For the records below, report how many lines include "foliage", with no accompanying text.
*****
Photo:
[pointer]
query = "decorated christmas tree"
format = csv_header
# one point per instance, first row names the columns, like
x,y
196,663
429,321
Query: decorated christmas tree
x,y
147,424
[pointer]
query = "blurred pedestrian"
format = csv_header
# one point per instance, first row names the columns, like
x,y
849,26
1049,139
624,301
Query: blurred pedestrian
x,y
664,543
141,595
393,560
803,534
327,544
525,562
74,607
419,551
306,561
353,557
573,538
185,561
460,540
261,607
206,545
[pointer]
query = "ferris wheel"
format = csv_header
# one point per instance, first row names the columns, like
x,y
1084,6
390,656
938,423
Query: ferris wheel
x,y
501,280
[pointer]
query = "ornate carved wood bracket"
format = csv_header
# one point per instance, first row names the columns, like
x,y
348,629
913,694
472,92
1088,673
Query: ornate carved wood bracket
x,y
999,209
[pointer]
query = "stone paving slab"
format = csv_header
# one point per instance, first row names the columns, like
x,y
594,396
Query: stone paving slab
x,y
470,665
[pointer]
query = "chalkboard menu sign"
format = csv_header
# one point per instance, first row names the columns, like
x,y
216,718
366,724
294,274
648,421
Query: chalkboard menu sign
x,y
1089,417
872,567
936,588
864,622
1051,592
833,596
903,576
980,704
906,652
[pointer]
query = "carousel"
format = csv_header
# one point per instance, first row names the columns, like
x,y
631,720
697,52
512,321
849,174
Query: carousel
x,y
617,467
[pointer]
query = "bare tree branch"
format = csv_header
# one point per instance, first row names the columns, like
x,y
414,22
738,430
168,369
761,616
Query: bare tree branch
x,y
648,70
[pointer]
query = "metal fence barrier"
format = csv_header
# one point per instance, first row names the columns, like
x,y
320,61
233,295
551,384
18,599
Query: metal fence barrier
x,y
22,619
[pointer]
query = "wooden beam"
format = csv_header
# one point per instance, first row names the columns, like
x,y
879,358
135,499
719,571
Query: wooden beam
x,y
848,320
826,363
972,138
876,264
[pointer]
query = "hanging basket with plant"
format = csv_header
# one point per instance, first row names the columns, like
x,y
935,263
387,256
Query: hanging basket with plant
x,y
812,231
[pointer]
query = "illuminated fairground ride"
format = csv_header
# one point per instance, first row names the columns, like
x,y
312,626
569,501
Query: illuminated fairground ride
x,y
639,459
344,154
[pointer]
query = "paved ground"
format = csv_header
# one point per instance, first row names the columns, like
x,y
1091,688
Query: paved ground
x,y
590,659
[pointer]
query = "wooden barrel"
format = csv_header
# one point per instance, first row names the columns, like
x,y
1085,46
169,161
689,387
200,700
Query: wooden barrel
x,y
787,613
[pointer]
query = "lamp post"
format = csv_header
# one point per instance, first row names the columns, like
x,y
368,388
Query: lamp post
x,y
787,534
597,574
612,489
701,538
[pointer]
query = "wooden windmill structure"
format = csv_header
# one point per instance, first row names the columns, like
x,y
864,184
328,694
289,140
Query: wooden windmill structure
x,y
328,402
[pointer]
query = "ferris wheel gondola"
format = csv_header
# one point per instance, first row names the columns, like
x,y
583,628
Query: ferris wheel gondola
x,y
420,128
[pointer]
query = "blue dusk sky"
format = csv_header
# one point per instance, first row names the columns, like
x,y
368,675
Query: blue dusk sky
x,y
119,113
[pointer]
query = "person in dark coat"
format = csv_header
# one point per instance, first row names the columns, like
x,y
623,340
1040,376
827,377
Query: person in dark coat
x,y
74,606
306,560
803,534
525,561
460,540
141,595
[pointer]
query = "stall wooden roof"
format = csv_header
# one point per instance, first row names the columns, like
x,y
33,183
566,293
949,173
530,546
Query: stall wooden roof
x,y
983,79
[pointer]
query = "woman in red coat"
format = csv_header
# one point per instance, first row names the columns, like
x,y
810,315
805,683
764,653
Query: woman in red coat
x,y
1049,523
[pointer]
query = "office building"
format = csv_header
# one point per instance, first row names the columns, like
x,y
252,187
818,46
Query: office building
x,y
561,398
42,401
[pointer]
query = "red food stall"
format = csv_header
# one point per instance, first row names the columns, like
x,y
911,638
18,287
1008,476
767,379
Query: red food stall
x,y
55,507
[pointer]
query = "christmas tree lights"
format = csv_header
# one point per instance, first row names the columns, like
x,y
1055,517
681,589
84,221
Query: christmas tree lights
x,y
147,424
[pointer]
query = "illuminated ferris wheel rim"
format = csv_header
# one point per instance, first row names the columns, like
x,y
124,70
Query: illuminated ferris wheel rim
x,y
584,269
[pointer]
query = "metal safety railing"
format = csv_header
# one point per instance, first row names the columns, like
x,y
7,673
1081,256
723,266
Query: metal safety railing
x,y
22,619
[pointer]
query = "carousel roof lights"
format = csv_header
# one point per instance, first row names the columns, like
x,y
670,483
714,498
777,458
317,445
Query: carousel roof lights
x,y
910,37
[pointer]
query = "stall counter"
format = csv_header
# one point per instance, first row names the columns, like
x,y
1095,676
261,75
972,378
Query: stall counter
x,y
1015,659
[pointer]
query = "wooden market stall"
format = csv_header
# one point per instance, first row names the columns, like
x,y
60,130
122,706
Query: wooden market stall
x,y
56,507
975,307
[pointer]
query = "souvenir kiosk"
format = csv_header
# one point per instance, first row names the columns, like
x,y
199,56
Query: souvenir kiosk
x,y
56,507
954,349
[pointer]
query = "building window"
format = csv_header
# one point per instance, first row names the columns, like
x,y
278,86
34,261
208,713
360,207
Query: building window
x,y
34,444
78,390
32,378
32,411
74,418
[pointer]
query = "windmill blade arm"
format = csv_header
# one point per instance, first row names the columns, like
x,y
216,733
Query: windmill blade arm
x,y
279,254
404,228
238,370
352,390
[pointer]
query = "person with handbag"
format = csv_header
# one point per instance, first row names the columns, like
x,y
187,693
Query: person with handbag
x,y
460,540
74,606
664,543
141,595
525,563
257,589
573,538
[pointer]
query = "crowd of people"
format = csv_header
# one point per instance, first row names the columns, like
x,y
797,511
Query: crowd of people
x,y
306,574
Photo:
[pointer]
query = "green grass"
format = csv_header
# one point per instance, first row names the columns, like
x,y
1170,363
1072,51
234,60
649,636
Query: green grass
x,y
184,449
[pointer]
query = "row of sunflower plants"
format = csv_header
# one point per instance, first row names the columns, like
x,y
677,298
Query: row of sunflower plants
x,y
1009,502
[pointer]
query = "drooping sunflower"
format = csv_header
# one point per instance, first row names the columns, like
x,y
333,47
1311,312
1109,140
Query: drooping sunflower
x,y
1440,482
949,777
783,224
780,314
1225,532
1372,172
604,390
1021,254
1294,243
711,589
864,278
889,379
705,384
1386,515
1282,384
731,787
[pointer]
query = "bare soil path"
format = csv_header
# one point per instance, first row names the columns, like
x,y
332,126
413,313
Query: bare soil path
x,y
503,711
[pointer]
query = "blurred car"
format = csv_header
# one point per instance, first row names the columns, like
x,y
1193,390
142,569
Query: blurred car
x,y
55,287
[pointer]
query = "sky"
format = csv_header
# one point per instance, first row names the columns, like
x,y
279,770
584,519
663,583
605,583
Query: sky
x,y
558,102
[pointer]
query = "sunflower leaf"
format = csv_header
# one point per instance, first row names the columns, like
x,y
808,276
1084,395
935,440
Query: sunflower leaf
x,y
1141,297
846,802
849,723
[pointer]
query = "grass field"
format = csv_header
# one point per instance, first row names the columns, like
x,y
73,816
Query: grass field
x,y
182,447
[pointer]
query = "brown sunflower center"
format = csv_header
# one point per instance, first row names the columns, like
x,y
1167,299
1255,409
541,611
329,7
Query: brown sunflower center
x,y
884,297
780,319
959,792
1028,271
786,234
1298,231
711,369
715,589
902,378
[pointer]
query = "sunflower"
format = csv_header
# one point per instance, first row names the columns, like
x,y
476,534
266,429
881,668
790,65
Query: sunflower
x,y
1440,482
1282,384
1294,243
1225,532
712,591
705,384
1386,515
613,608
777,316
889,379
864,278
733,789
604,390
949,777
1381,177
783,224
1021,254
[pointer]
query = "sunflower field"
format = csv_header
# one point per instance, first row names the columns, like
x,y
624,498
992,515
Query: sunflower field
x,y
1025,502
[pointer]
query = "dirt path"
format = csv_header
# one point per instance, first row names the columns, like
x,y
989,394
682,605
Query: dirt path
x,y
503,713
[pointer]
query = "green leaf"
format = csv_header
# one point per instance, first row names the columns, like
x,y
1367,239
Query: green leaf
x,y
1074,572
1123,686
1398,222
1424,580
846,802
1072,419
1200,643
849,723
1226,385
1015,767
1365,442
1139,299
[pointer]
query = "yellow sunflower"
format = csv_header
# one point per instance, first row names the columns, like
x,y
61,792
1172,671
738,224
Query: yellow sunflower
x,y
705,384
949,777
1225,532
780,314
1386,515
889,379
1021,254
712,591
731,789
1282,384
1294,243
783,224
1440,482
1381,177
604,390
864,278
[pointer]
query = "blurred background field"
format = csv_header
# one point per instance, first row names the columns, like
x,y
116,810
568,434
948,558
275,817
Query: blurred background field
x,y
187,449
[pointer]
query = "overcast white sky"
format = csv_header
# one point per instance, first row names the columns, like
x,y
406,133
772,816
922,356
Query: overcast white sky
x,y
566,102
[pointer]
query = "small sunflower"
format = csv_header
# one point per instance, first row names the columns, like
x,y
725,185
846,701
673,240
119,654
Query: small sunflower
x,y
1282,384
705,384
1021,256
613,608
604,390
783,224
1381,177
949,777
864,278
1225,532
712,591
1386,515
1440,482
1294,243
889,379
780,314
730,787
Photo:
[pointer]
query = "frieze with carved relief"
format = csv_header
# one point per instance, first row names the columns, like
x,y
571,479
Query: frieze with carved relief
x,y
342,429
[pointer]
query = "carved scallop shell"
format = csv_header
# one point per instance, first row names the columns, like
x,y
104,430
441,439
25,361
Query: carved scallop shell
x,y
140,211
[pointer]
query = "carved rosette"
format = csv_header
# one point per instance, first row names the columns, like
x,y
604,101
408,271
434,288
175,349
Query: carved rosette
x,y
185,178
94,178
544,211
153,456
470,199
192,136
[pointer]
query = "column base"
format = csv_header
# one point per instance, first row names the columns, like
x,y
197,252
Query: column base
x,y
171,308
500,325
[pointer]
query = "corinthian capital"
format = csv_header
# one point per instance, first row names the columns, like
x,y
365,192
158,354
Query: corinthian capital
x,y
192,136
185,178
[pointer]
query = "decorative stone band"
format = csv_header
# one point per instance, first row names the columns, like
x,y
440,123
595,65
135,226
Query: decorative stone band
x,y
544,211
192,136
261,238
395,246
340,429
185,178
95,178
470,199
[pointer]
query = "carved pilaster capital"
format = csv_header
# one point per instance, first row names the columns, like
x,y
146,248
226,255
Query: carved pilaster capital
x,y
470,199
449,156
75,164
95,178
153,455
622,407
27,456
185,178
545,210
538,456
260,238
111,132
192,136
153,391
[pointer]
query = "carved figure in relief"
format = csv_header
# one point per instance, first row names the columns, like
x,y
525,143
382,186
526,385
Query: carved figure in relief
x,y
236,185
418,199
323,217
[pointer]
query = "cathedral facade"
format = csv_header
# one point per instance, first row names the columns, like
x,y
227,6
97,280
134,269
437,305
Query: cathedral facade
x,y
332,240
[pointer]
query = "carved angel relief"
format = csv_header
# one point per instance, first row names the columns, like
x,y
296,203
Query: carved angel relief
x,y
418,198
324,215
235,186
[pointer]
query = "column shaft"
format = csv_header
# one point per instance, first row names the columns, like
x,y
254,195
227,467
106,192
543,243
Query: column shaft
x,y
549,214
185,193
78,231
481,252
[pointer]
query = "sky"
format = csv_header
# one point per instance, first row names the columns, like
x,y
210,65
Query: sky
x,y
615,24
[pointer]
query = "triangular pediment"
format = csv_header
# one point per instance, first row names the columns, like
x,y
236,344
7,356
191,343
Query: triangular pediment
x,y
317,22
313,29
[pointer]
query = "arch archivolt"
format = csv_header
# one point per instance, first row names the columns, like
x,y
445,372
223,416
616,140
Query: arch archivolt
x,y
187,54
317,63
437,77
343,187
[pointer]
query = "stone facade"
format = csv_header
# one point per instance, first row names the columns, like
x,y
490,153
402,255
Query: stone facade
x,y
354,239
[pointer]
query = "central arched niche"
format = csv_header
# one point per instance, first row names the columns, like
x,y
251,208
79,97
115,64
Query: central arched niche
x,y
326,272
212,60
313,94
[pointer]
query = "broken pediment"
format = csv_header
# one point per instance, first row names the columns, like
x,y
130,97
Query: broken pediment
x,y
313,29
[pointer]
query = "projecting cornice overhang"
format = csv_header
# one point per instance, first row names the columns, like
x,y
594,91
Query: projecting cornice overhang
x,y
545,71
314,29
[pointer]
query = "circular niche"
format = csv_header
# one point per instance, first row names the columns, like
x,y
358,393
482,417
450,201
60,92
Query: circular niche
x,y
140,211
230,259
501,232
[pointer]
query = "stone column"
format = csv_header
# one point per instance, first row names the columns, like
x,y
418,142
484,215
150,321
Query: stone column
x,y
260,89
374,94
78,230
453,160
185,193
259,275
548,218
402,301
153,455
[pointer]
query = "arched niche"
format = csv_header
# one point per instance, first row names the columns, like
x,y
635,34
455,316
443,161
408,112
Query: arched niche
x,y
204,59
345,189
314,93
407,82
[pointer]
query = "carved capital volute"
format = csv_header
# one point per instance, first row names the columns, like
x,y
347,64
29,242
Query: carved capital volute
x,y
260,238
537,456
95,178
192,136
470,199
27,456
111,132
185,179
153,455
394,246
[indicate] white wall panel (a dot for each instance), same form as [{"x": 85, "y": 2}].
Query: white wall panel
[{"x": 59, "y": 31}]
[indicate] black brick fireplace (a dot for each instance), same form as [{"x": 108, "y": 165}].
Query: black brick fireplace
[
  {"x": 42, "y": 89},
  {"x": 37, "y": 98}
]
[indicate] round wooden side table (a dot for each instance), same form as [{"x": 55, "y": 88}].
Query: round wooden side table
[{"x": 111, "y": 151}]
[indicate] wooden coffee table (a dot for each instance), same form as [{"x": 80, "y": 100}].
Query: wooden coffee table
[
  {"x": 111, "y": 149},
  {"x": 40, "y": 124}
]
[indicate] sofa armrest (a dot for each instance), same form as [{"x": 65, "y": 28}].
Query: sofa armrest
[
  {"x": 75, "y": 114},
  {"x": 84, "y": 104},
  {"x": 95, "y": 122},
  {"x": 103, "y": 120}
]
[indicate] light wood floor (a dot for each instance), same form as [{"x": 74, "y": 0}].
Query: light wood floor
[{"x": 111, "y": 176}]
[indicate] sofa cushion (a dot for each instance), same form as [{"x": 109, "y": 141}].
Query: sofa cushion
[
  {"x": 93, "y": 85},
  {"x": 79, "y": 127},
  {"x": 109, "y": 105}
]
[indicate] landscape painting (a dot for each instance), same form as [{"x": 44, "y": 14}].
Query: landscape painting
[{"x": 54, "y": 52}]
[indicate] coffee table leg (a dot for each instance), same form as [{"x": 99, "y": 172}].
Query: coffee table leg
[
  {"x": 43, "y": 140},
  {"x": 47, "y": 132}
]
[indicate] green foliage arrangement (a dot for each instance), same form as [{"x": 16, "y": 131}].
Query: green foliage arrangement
*****
#### Final answer
2